◆ Stated task:
Return, word for word, every line that follows.

═══ Given records ═══

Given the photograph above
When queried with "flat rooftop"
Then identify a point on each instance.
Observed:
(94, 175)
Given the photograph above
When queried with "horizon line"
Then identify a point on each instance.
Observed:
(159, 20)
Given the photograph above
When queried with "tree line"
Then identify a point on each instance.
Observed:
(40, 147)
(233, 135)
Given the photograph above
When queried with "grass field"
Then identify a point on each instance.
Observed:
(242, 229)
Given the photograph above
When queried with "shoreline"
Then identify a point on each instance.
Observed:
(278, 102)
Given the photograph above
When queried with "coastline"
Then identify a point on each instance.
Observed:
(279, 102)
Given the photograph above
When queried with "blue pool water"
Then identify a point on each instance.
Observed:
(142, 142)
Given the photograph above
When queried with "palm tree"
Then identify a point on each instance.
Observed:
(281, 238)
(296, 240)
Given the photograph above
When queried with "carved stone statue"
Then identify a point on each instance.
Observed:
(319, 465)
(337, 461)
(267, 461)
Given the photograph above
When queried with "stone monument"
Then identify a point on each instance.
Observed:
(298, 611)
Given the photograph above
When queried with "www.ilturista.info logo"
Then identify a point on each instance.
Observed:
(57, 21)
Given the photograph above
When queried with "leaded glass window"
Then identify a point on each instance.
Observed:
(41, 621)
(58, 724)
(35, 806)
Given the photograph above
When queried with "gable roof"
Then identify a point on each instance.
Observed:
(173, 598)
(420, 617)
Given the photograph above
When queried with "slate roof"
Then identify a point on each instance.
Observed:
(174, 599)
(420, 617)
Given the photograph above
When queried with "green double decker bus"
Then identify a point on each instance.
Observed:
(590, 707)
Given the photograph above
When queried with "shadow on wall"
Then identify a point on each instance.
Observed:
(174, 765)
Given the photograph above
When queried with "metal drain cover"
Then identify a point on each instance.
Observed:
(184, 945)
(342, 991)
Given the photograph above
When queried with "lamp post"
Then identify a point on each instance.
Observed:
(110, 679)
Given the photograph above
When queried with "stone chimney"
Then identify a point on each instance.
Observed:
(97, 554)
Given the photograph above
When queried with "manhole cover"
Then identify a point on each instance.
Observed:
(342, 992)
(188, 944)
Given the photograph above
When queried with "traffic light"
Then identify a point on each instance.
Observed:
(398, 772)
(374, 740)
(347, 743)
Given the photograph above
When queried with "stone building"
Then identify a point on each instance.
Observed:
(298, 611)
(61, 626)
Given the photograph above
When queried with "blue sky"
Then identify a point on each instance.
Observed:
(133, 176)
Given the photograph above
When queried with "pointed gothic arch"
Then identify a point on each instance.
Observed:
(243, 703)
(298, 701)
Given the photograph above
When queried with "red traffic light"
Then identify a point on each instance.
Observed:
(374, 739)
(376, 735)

═══

◆ Expected output:
Given the photograph above
When queried with "flat rooftop"
Then identify a point on each instance.
Observed:
(94, 175)
Given the photograph above
When queried with "horizon line"
Then identify a point on each instance.
Observed:
(159, 20)
Given the photograph above
When queried with "tree line"
Then identify a point on each instance.
Observed:
(40, 147)
(233, 135)
Given the photograph above
When queried with "grass field"
Then identify a point on each instance.
Observed:
(242, 229)
Given the photograph above
When queried with "shoreline"
Then identify a point on each instance.
Observed:
(278, 102)
Given the photograph above
When queried with "coastline"
Then identify a point on each instance.
Observed:
(279, 102)
Given the photograph above
When queried with "blue pool water"
Then identify a point on each instance.
Observed:
(142, 142)
Given the photograph above
When queried with "palm tree"
Then identify a point on each instance.
Observed:
(281, 238)
(296, 240)
Given the photograph above
When queried with "carved stone statue"
Then identify a point on each instance.
Observed:
(319, 465)
(337, 461)
(267, 461)
Given the photograph above
When queried with "stone monument"
Then identify a point on each instance.
Observed:
(298, 611)
Given the photograph above
When queried with "www.ilturista.info logo"
Then identify a point on each instance.
Observed:
(57, 21)
Given the photograph above
When queried with "leaded glass window"
Then identify a point on each instance.
Observed:
(41, 621)
(58, 724)
(35, 806)
Given the photograph above
When queried with "gable roof"
Then identify a point on each instance.
Observed:
(173, 598)
(420, 617)
Given the photograph above
When queried with "slate roof"
Then identify a point on each instance.
Observed:
(174, 599)
(420, 617)
Given the photograph above
When queried with "green double decker bus"
Then identify a point on each instance.
Observed:
(590, 707)
Given the photograph above
When queried with "shadow on wall"
Then identify a point on each instance.
Observed:
(174, 765)
Given the photograph above
When queried with "metal drain cover"
Then identify a point on each instance.
Observed:
(184, 945)
(342, 991)
Given the photograph above
When queried with "lamp post"
Then identify a point on each instance.
Observed:
(110, 679)
Given the photograph above
When queried with "stone chimney"
Then identify a point on each instance.
Observed:
(97, 554)
Given the photograph above
When queried with "manhole cover"
Then identify a point on each instance.
Observed:
(342, 992)
(188, 944)
Given the photograph above
When queried with "traffic light"
Then identify a point on each instance.
Observed:
(398, 772)
(374, 740)
(347, 743)
Given the photograph above
When queried with "stone building"
Then identify a point on each instance.
Observed:
(298, 611)
(61, 626)
Given the photograph above
When queried with "blue sky"
Then identify a point on each instance.
Observed:
(133, 176)
Given the photograph above
When queried with "pointed gothic arch"
Then identify a point on each instance.
Observed:
(243, 703)
(298, 701)
Given the photograph above
When queried with "red traffic light"
Then identify a point on each instance.
Observed:
(374, 739)
(376, 735)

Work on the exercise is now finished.